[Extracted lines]
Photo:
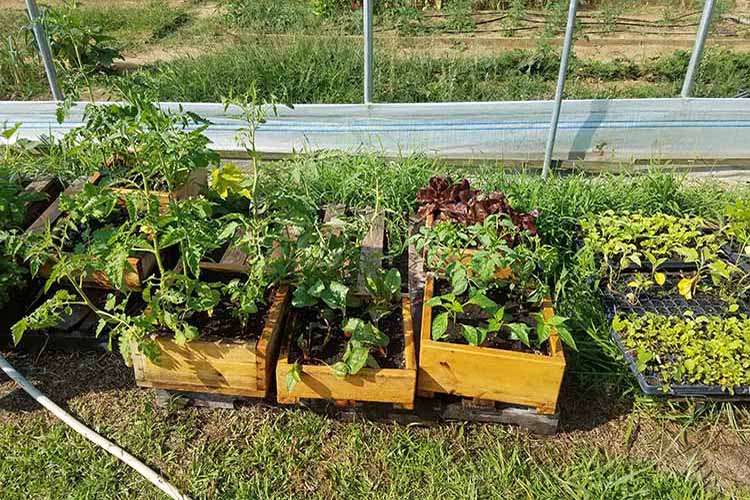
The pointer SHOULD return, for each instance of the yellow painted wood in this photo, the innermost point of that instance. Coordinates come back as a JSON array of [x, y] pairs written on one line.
[[385, 385], [215, 365], [479, 372]]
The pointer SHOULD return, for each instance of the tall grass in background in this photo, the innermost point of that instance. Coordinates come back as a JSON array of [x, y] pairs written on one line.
[[306, 70], [360, 181]]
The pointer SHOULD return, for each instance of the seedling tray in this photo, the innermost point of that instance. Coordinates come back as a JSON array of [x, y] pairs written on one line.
[[667, 266], [669, 305], [650, 384]]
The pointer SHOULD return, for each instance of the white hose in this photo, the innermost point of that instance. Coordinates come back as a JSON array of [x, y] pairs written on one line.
[[92, 436]]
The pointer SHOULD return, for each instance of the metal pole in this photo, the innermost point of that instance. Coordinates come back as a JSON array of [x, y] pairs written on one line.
[[368, 49], [44, 51], [567, 43], [697, 55]]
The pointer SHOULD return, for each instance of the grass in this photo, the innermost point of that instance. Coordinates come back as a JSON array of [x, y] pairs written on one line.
[[306, 71], [252, 453], [612, 445]]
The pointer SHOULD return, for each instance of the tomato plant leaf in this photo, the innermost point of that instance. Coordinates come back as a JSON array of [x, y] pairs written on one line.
[[439, 326]]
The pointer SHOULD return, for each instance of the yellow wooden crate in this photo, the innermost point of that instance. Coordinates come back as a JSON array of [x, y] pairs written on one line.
[[384, 385], [487, 373], [216, 365]]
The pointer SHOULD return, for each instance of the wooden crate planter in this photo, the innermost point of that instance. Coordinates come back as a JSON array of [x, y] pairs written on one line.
[[218, 365], [142, 263], [384, 385], [487, 373]]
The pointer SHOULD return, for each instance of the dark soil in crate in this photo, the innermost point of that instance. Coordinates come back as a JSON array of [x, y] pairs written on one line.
[[223, 323], [306, 320], [515, 312]]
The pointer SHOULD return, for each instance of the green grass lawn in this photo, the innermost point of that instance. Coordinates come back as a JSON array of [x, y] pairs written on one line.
[[182, 53], [612, 444]]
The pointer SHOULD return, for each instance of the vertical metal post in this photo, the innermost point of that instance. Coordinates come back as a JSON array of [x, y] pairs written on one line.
[[697, 55], [44, 51], [367, 9], [567, 43]]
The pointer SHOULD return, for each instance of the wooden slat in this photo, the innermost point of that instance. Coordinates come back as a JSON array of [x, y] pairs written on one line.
[[196, 182], [220, 366], [50, 188], [371, 255], [486, 373], [52, 213]]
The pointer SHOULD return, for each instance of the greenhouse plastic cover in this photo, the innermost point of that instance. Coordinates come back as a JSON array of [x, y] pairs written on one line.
[[599, 130]]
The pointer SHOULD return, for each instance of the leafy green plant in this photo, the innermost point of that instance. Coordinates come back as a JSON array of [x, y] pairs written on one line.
[[339, 314], [135, 145], [173, 297], [692, 349], [494, 271]]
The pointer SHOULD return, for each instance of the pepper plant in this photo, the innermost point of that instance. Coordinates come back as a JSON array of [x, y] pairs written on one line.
[[328, 262]]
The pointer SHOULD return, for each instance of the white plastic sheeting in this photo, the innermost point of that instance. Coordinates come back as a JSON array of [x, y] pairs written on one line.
[[598, 130]]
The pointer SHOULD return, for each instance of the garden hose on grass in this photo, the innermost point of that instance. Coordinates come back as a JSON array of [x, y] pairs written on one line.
[[92, 436]]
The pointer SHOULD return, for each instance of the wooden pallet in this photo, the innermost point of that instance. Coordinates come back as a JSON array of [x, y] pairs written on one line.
[[51, 188], [166, 398], [197, 181]]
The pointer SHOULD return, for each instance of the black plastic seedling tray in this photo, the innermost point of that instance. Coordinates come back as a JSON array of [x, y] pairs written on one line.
[[726, 252], [650, 384], [668, 305]]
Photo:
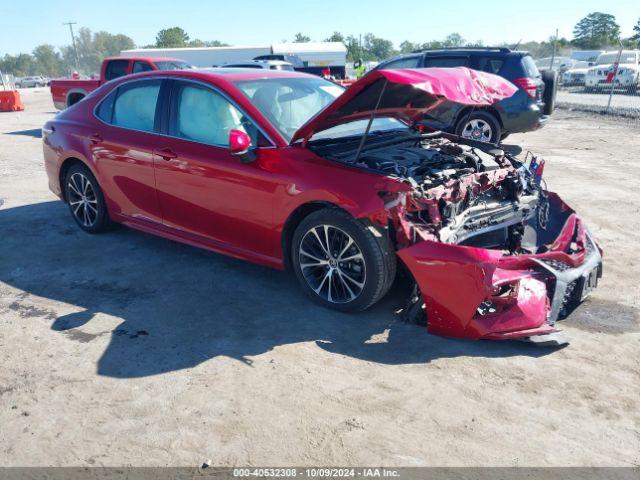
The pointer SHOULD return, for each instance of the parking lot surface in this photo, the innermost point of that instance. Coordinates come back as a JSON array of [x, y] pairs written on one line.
[[127, 349]]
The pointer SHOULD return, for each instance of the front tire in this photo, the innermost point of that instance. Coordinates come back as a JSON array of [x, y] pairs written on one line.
[[339, 263], [479, 126], [85, 200]]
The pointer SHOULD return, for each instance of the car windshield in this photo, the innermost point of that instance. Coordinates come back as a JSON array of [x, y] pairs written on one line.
[[289, 102], [607, 58], [172, 65]]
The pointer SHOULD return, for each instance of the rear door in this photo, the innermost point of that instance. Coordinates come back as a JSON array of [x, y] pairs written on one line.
[[448, 61], [123, 147]]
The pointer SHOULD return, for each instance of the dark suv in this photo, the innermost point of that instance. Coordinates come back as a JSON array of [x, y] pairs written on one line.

• [SET EXERCISE] Turn the part that opens with the line containing "The pointer SHOULD return, for each instance of the front" and closes with the line containing "[[448, 61], [123, 147]]" into a two-column CSV with the headers text and answer. Give one row for each line and its answer, with each field in quotes and any line breaks replaced by spaces.

• [EXERCISE ANSWER]
text,answer
"The pointer SHOULD return, for each instance of the front tire in this photo, the innermost point of that instance. Coordinates come back as a JSON array of [x, y] pairs written on one line.","[[339, 263], [479, 126], [85, 200]]"
"The pointer SHOULD return, for each instance of the car windshield in this photo, the innermost point of that instance. Coordinates come back as a JSON array of [x, y] pairs written on one line.","[[289, 102], [607, 58], [172, 65]]"
"The pointer SHOULD return, for each instance of the rear door in this photo, the innermost point of that instance. Coordinates come back as a JSON array of [x, y] pairs written on one line.","[[448, 61], [123, 147]]"